## Problem requirements
Show each line of the material below that contains the string "wooden", copied in full. Matching is case-sensitive.

Supplied material start

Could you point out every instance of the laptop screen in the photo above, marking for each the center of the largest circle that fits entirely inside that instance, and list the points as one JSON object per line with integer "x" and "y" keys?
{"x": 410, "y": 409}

Supplied material end
Supplied material start

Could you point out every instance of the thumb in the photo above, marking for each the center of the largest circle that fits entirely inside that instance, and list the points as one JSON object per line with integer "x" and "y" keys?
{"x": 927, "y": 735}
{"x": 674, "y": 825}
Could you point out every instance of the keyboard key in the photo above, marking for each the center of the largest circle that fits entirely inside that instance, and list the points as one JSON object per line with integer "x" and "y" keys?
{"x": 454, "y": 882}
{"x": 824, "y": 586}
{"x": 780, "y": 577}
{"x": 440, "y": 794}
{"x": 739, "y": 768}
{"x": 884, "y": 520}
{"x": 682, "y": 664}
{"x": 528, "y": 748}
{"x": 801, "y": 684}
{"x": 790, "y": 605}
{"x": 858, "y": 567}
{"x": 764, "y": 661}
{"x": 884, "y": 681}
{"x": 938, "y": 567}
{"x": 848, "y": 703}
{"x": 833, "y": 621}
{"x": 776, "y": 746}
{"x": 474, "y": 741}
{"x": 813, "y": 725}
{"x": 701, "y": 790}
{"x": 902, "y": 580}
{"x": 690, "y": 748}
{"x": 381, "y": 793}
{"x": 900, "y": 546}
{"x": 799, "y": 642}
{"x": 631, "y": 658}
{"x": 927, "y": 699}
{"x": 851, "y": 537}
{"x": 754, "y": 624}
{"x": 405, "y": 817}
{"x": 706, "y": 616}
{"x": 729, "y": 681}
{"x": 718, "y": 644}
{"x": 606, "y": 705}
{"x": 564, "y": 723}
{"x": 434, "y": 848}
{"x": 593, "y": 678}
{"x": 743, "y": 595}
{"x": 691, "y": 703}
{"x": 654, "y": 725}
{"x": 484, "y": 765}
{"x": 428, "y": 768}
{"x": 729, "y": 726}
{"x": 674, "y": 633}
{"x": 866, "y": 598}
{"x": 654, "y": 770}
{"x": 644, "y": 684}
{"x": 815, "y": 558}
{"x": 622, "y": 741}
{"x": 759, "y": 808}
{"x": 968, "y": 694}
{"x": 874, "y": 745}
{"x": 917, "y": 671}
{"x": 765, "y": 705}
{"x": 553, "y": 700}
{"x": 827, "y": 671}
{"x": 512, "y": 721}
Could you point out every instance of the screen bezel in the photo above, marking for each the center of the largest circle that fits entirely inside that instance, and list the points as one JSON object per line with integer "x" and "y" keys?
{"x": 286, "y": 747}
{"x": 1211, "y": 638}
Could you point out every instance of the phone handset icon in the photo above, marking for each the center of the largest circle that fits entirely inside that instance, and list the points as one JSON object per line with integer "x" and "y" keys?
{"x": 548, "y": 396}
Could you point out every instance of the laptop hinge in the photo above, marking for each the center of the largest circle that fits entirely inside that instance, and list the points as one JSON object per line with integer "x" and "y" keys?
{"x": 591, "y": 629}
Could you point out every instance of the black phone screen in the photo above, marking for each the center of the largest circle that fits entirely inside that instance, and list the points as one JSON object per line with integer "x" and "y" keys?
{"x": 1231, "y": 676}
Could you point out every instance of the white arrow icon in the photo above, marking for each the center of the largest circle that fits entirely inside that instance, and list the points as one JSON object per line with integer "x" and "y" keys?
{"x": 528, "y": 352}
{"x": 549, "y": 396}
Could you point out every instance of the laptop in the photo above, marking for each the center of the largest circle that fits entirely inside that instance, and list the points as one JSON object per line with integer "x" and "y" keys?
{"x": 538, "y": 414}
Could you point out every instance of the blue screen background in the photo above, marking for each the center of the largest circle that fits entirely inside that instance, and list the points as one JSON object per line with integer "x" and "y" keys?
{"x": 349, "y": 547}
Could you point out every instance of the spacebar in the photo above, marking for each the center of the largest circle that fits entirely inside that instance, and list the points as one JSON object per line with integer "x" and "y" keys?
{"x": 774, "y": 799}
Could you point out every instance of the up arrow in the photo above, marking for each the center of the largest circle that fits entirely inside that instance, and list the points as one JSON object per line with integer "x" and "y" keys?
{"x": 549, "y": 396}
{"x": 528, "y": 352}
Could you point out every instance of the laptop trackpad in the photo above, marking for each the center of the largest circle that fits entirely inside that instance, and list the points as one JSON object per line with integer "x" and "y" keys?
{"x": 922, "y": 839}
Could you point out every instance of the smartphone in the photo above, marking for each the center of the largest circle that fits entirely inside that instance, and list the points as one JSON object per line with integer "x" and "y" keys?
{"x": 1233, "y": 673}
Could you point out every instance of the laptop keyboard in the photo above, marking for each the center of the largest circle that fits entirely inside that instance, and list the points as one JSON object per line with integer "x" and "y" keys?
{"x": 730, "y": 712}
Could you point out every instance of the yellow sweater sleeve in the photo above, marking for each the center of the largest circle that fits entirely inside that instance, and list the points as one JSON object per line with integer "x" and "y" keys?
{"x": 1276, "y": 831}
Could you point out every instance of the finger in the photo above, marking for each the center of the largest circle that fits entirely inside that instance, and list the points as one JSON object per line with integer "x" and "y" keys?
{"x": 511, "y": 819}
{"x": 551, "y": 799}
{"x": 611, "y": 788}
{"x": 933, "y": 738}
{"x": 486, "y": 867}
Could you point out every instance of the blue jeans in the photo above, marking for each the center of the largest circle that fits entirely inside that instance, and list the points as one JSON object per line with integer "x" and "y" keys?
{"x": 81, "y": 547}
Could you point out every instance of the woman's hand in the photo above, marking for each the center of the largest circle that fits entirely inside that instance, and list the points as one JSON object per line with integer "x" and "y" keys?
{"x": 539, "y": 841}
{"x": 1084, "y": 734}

Supplied material end
Supplied material start

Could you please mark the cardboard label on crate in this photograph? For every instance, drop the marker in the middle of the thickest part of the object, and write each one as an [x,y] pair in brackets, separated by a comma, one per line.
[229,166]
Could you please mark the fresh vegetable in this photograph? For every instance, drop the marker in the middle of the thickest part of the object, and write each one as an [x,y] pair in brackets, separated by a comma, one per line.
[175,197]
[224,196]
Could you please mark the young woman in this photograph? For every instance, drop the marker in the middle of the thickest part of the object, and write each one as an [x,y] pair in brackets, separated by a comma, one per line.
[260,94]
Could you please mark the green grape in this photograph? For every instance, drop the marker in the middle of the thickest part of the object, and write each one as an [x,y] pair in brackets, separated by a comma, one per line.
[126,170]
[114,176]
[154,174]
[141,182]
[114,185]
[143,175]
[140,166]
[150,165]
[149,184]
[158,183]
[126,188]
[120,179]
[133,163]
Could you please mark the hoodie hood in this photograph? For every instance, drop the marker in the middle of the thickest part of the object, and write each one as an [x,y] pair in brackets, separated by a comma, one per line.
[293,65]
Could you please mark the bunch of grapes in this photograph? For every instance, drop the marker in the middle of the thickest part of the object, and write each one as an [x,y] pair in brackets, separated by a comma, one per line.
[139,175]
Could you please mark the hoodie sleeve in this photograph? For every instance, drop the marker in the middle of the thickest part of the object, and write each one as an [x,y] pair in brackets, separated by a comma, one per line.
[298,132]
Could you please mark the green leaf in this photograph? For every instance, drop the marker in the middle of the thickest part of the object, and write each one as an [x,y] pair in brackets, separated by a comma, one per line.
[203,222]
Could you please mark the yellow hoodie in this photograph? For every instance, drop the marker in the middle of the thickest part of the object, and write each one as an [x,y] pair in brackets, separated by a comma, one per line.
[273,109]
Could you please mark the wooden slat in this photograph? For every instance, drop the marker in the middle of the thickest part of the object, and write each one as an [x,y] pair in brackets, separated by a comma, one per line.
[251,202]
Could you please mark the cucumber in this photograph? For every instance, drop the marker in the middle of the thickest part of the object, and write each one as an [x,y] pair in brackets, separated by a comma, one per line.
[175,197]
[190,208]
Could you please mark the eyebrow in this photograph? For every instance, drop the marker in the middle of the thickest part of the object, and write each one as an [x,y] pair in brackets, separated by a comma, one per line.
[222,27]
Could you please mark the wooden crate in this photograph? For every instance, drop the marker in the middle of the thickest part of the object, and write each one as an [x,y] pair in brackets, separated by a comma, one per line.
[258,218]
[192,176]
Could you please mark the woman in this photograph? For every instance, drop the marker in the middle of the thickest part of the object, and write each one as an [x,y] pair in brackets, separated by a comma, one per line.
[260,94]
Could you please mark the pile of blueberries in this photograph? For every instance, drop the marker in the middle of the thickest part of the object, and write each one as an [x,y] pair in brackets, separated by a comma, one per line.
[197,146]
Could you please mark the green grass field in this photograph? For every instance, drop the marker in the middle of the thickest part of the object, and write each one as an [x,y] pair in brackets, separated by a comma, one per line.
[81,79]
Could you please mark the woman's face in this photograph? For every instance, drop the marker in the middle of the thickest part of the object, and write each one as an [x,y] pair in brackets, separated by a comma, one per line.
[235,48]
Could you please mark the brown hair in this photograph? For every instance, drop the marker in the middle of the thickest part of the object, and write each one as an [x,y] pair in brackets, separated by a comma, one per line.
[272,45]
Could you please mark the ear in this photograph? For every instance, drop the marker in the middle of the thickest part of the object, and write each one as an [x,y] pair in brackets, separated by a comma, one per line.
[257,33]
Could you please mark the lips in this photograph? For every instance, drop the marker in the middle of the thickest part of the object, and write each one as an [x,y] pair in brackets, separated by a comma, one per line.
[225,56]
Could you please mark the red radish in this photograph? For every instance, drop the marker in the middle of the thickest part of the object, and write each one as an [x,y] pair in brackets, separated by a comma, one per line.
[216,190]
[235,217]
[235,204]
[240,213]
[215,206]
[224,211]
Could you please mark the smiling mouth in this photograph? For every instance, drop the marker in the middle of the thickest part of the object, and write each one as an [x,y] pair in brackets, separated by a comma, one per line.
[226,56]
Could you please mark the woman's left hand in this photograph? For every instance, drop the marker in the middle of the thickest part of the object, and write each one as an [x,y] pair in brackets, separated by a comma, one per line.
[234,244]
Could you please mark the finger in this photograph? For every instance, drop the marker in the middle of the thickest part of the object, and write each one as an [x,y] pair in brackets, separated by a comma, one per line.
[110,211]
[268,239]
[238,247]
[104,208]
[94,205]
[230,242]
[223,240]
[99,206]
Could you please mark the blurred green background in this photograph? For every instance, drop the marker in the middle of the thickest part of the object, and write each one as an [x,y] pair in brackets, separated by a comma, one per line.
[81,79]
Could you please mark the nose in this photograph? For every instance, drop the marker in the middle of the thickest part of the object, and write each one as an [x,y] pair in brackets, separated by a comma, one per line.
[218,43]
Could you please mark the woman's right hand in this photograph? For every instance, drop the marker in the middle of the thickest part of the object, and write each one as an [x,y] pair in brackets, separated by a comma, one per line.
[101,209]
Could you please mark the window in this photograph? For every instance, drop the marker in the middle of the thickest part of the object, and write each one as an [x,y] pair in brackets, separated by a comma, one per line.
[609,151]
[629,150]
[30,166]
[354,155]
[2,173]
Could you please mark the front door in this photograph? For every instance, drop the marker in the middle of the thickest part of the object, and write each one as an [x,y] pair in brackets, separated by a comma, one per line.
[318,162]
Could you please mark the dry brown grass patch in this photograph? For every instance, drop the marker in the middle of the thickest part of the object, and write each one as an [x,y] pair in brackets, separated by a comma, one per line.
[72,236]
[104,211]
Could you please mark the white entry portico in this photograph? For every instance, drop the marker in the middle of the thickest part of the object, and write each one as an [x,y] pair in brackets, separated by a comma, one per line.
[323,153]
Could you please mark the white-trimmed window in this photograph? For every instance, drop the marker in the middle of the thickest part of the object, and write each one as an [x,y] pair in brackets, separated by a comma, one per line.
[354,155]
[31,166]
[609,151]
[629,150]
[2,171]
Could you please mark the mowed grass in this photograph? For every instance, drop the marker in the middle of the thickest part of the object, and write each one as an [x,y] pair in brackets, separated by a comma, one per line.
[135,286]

Supplied material end

## Full output
Could you please mark the wooden slat in this photograph? For every instance, drop the marker in the middle of the thickest part of the object, and write each one as an [x,y] pair in brackets, separated by a comma, one per line.
Could you please mark the wooden crate in this photograph? For every instance, drop the marker in the middle of the thickest part of the object, and write each one as an [x,y] pair in brackets, separated by a comma, one per line.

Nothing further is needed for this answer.